**Data shown:**

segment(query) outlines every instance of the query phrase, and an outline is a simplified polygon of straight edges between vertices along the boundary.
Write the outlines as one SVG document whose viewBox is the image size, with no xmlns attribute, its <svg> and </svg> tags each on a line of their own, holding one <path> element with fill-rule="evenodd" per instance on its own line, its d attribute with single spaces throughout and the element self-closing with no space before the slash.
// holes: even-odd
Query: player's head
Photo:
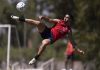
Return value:
<svg viewBox="0 0 100 70">
<path fill-rule="evenodd" d="M 69 20 L 69 18 L 70 18 L 70 16 L 69 16 L 68 14 L 66 14 L 66 15 L 64 16 L 64 21 L 67 22 L 67 21 Z"/>
</svg>

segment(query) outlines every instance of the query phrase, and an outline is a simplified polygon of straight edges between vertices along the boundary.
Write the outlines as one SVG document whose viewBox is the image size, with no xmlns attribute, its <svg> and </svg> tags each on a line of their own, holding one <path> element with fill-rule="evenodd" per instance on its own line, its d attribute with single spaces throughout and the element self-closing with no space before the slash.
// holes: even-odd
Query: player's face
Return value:
<svg viewBox="0 0 100 70">
<path fill-rule="evenodd" d="M 69 15 L 65 15 L 64 21 L 67 22 L 69 20 Z"/>
</svg>

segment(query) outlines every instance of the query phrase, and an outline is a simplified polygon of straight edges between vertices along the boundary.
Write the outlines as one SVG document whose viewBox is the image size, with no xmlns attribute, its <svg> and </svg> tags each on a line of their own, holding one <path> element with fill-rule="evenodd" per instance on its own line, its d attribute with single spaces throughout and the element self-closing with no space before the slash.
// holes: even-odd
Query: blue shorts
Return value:
<svg viewBox="0 0 100 70">
<path fill-rule="evenodd" d="M 43 30 L 43 32 L 40 33 L 40 35 L 43 39 L 50 39 L 51 44 L 54 42 L 50 28 L 45 27 L 45 29 Z"/>
</svg>

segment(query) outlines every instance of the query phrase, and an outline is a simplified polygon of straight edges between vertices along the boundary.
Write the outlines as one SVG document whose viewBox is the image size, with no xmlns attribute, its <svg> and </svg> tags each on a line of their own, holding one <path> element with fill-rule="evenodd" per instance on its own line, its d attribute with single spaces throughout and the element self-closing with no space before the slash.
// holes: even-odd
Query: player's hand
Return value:
<svg viewBox="0 0 100 70">
<path fill-rule="evenodd" d="M 79 52 L 82 53 L 82 54 L 84 54 L 84 51 L 82 51 L 82 50 L 80 50 Z"/>
<path fill-rule="evenodd" d="M 34 64 L 35 62 L 36 62 L 36 59 L 33 58 L 32 60 L 29 61 L 29 64 L 31 65 L 31 64 Z"/>
<path fill-rule="evenodd" d="M 80 50 L 79 48 L 75 48 L 75 51 L 76 51 L 76 53 L 79 53 L 82 55 L 84 55 L 84 53 L 85 53 L 83 50 Z"/>
<path fill-rule="evenodd" d="M 80 53 L 80 54 L 83 54 L 84 55 L 84 51 L 83 50 L 80 50 L 80 49 L 77 49 L 77 51 Z"/>
</svg>

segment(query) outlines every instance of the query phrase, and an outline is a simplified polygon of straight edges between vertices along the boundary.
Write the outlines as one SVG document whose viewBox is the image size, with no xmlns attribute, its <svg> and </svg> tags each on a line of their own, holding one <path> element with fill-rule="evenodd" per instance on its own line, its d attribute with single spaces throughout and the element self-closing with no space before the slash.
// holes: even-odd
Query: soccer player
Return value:
<svg viewBox="0 0 100 70">
<path fill-rule="evenodd" d="M 84 52 L 78 48 L 75 50 L 71 41 L 68 40 L 66 50 L 64 52 L 64 54 L 65 54 L 65 69 L 66 70 L 73 70 L 73 64 L 76 61 L 76 58 L 75 58 L 76 53 L 75 52 L 77 52 L 79 54 L 84 54 Z"/>
<path fill-rule="evenodd" d="M 34 20 L 34 19 L 27 19 L 24 17 L 17 17 L 17 16 L 11 16 L 12 19 L 26 22 L 29 24 L 33 24 L 38 28 L 38 31 L 43 38 L 41 45 L 39 47 L 39 50 L 35 57 L 29 62 L 29 64 L 33 64 L 36 62 L 36 60 L 39 58 L 39 56 L 42 54 L 42 52 L 45 50 L 47 45 L 53 44 L 58 39 L 64 37 L 66 34 L 69 35 L 69 38 L 72 40 L 72 31 L 70 27 L 70 16 L 67 14 L 64 16 L 64 19 L 50 19 L 46 16 L 39 16 L 40 20 Z M 50 23 L 53 23 L 54 26 L 51 28 L 48 28 L 41 20 L 47 20 Z M 75 44 L 73 43 L 73 46 L 75 47 Z"/>
</svg>

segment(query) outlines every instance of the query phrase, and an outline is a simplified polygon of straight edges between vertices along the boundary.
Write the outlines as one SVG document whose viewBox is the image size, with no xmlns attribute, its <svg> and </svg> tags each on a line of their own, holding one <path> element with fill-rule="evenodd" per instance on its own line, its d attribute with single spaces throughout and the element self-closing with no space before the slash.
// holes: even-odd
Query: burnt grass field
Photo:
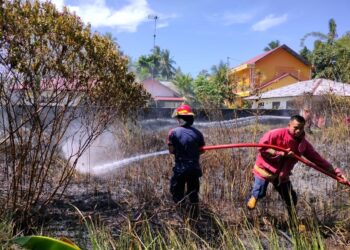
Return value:
<svg viewBox="0 0 350 250">
<path fill-rule="evenodd" d="M 166 150 L 171 122 L 158 126 L 118 125 L 116 147 L 106 155 L 119 159 Z M 207 145 L 258 142 L 273 125 L 212 126 L 200 124 Z M 350 176 L 349 128 L 330 126 L 307 134 L 317 151 Z M 90 151 L 90 156 L 94 152 Z M 298 164 L 291 176 L 298 193 L 293 231 L 287 211 L 272 186 L 257 209 L 248 211 L 255 148 L 207 151 L 201 157 L 203 177 L 200 216 L 171 200 L 173 156 L 163 154 L 133 162 L 101 175 L 77 172 L 62 197 L 34 213 L 23 234 L 68 237 L 82 249 L 350 249 L 350 188 Z"/>
<path fill-rule="evenodd" d="M 166 149 L 168 129 L 175 124 L 162 125 L 157 129 L 139 125 L 125 125 L 119 129 L 116 132 L 119 157 Z M 257 142 L 265 131 L 285 125 L 286 122 L 281 121 L 275 125 L 198 127 L 204 133 L 206 144 L 214 145 Z M 346 131 L 335 130 L 334 127 L 314 129 L 307 137 L 321 155 L 348 173 L 349 140 Z M 237 244 L 238 248 L 242 245 L 247 249 L 270 249 L 273 248 L 271 244 L 286 249 L 298 248 L 288 232 L 286 209 L 272 188 L 256 210 L 245 208 L 255 154 L 254 148 L 241 148 L 207 151 L 202 156 L 201 212 L 196 220 L 189 219 L 186 209 L 176 207 L 171 200 L 168 186 L 173 156 L 166 154 L 99 176 L 77 173 L 65 195 L 47 207 L 36 222 L 37 228 L 32 230 L 44 229 L 49 235 L 66 236 L 87 248 L 91 240 L 87 221 L 97 232 L 103 232 L 106 241 L 118 242 L 120 237 L 126 237 L 130 242 L 147 242 L 150 241 L 147 237 L 156 238 L 158 234 L 165 241 L 171 241 L 171 237 L 175 237 L 170 235 L 172 232 L 184 244 L 191 243 L 189 248 L 229 249 L 222 239 L 227 231 L 236 237 L 232 244 Z M 349 248 L 349 188 L 301 164 L 296 166 L 291 179 L 299 194 L 298 219 L 307 227 L 303 234 L 316 237 L 313 233 L 317 227 L 325 248 Z M 188 235 L 189 231 L 196 236 Z M 271 242 L 273 237 L 276 239 Z M 238 239 L 241 242 L 234 243 Z M 146 243 L 130 243 L 129 247 L 138 244 L 147 248 Z"/>
</svg>

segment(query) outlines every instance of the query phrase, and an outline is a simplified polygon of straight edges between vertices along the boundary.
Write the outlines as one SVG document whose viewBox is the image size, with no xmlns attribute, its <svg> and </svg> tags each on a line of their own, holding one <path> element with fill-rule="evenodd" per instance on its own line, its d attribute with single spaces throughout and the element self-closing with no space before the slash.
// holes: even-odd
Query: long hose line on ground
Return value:
<svg viewBox="0 0 350 250">
<path fill-rule="evenodd" d="M 279 151 L 283 151 L 283 152 L 288 152 L 287 149 L 285 148 L 282 148 L 282 147 L 279 147 L 279 146 L 275 146 L 275 145 L 270 145 L 270 144 L 259 144 L 259 143 L 236 143 L 236 144 L 221 144 L 221 145 L 211 145 L 211 146 L 204 146 L 202 147 L 202 150 L 204 151 L 207 151 L 207 150 L 214 150 L 214 149 L 225 149 L 225 148 L 272 148 L 272 149 L 275 149 L 275 150 L 279 150 Z M 344 185 L 347 185 L 347 186 L 350 186 L 350 181 L 346 181 L 340 177 L 338 177 L 336 174 L 334 173 L 329 173 L 327 172 L 326 170 L 324 170 L 323 168 L 317 166 L 316 164 L 314 164 L 313 162 L 310 162 L 308 161 L 307 159 L 305 158 L 302 158 L 296 154 L 294 154 L 294 157 L 304 163 L 305 165 L 313 168 L 313 169 L 316 169 L 317 171 L 335 179 L 336 181 L 344 184 Z"/>
</svg>

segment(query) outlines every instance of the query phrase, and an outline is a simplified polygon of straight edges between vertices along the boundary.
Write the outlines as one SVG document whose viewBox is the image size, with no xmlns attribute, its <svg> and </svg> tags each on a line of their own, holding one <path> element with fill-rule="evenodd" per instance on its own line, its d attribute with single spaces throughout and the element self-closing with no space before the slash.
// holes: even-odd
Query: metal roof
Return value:
<svg viewBox="0 0 350 250">
<path fill-rule="evenodd" d="M 180 95 L 179 88 L 174 83 L 172 83 L 170 81 L 159 81 L 159 83 L 162 84 L 163 86 L 167 87 L 171 91 L 175 92 L 176 94 Z"/>
<path fill-rule="evenodd" d="M 259 96 L 250 96 L 246 100 L 268 99 L 277 97 L 295 97 L 305 94 L 324 95 L 334 94 L 338 96 L 350 96 L 350 84 L 333 80 L 318 78 L 302 82 L 296 82 L 278 89 L 266 91 Z"/>
</svg>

**Description of the task:** Given the data above, transcribe exactly the lines from the one containing "Query: blue shorts" down to the one containing "Query: player's hand", and no others.

**Solution for this exercise:**
Query: blue shorts
Return value:
<svg viewBox="0 0 100 70">
<path fill-rule="evenodd" d="M 43 30 L 43 32 L 40 33 L 40 35 L 43 39 L 50 39 L 51 44 L 54 42 L 50 28 L 45 27 L 45 29 Z"/>
</svg>

segment(query) outlines every instance of the query phrase, and an outline is a simplified polygon of straight edges between vertices along the boundary.
Write the outlines as one SVG document whose viewBox is the image size, with no xmlns attribute, its <svg> and </svg> tags each on a line of their own, holding one <path> element with fill-rule="evenodd" per instance on its own line, its d attribute with single spaces throughout and the element self-closing with no space before the slash.
// holes: even-odd
Query: player's hand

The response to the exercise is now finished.